Collected data

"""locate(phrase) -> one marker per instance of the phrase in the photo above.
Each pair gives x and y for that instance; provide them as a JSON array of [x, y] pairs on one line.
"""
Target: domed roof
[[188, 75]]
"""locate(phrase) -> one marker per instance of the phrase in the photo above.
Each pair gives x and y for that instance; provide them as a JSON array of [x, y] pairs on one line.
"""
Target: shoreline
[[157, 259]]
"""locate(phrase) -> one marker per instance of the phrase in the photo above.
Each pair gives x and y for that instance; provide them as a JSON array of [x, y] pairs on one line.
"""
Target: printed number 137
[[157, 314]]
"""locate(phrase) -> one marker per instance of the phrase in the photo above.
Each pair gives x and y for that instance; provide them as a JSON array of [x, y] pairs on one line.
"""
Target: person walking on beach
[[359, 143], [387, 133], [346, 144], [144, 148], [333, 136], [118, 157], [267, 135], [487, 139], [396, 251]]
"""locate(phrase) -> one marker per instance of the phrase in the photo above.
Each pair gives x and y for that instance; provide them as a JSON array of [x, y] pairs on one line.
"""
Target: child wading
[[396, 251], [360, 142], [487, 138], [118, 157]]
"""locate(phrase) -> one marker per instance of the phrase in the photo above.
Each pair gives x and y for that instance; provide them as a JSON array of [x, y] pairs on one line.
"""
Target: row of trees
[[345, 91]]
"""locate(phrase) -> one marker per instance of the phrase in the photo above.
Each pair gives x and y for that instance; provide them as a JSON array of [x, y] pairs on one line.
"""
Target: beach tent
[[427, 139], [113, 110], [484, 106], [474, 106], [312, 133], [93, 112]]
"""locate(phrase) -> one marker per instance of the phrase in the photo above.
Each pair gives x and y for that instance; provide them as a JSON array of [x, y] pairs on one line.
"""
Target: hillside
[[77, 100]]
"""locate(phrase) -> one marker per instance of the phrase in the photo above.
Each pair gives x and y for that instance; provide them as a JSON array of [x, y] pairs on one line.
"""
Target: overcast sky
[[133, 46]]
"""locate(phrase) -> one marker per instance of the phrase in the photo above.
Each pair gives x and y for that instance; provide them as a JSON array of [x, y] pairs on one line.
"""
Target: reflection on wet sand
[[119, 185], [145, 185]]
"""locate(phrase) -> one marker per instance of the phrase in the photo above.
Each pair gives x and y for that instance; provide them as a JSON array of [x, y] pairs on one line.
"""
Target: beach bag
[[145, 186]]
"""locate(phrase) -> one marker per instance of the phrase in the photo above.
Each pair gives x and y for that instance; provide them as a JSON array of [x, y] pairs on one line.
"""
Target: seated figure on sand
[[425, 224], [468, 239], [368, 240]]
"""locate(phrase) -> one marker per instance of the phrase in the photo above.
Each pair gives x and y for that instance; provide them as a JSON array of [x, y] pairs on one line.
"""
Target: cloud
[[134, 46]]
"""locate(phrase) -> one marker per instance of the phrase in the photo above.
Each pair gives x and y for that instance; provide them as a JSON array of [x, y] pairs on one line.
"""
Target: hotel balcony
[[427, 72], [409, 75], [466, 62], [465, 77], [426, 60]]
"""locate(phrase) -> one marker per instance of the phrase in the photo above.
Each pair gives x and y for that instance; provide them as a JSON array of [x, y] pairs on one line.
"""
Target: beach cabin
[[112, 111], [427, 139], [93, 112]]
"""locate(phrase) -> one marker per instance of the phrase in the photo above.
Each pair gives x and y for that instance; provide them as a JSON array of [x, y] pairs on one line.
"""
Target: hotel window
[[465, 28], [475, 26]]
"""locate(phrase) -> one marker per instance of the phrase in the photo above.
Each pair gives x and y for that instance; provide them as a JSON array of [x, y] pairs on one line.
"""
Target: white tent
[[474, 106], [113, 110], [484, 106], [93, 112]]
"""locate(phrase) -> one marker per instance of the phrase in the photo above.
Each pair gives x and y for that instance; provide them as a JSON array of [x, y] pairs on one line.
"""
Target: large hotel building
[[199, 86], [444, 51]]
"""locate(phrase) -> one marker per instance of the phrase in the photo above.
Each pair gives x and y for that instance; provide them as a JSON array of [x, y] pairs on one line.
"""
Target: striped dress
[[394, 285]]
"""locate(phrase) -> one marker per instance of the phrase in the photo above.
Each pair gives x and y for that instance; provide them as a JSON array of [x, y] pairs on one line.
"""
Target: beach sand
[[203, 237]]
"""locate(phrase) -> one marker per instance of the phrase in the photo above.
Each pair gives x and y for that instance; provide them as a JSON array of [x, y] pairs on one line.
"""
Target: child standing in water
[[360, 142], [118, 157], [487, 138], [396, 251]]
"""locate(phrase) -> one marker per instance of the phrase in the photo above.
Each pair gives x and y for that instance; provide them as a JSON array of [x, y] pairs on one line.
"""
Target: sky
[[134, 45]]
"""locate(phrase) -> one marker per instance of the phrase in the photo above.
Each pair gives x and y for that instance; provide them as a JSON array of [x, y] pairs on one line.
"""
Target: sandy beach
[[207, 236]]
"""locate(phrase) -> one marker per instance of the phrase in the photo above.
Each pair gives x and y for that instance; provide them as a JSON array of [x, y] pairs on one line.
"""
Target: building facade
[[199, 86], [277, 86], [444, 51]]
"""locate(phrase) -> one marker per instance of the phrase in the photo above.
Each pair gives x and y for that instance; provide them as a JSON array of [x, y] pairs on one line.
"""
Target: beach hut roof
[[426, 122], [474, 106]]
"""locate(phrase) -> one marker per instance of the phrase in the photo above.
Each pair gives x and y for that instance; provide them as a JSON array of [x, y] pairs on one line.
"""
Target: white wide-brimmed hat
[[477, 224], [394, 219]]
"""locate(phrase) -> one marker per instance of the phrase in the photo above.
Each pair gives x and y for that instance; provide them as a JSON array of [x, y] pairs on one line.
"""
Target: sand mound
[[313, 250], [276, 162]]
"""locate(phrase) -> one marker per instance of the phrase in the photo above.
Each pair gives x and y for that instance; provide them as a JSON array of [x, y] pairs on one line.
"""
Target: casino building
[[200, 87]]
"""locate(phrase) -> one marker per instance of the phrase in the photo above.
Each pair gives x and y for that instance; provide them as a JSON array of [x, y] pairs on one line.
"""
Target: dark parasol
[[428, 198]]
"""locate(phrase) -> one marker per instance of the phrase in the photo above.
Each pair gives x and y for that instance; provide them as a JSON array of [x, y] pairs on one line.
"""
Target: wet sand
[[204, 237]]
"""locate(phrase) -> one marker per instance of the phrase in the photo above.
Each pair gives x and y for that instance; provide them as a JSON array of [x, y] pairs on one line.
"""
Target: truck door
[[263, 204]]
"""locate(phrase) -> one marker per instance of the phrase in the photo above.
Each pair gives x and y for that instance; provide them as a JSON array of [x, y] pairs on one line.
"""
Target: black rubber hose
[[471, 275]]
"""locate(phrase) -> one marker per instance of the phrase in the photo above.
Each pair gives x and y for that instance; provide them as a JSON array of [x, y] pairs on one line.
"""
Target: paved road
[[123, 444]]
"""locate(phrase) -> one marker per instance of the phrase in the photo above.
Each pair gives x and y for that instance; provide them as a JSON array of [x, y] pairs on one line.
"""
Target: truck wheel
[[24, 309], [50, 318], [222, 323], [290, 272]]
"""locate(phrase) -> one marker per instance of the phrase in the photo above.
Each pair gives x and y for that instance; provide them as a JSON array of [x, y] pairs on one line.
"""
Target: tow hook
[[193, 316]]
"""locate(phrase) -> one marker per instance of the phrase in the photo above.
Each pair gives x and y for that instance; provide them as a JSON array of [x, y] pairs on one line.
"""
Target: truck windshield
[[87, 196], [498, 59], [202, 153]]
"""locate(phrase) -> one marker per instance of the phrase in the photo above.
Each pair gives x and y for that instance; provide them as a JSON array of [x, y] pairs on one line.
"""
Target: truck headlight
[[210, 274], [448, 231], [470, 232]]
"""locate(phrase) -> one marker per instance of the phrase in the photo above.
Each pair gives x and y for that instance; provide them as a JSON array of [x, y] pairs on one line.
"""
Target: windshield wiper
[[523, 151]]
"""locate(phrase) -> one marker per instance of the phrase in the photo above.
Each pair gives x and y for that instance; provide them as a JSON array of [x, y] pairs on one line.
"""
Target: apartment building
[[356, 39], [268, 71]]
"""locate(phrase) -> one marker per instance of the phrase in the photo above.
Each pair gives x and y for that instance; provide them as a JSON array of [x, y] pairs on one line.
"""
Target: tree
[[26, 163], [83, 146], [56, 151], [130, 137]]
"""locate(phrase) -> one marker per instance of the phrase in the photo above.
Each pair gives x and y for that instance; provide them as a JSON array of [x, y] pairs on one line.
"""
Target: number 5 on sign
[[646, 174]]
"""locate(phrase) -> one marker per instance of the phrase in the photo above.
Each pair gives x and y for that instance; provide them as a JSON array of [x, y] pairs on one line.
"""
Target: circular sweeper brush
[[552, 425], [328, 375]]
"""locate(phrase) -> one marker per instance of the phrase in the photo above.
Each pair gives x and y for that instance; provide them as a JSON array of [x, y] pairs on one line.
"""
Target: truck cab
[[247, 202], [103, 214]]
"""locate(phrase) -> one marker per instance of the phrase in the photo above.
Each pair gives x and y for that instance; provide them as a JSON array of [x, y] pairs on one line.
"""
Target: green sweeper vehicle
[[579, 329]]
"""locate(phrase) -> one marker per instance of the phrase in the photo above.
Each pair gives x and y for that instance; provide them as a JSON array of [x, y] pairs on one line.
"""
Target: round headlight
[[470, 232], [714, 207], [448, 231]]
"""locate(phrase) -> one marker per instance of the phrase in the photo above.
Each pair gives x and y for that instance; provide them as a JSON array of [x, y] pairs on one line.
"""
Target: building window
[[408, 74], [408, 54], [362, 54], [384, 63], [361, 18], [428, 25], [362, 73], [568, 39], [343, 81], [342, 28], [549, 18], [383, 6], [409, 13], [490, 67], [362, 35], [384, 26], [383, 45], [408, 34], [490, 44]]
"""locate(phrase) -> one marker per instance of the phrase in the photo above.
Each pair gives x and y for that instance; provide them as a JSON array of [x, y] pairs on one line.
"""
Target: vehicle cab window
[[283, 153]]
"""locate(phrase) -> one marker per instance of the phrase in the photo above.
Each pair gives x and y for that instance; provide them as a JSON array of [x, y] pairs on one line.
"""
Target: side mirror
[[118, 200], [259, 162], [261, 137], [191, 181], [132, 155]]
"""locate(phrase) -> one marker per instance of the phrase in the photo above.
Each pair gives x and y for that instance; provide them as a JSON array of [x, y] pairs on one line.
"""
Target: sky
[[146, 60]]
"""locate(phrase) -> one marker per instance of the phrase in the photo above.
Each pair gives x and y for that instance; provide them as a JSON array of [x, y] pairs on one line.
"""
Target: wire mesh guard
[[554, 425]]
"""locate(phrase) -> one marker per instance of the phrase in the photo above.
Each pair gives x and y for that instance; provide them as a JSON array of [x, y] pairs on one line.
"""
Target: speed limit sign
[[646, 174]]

_Short task:_ Locate each line in the entries that includes the word "vehicle", and copy every such line.

_Written reply:_
Target: green sweeper vehicle
Target: vehicle cab window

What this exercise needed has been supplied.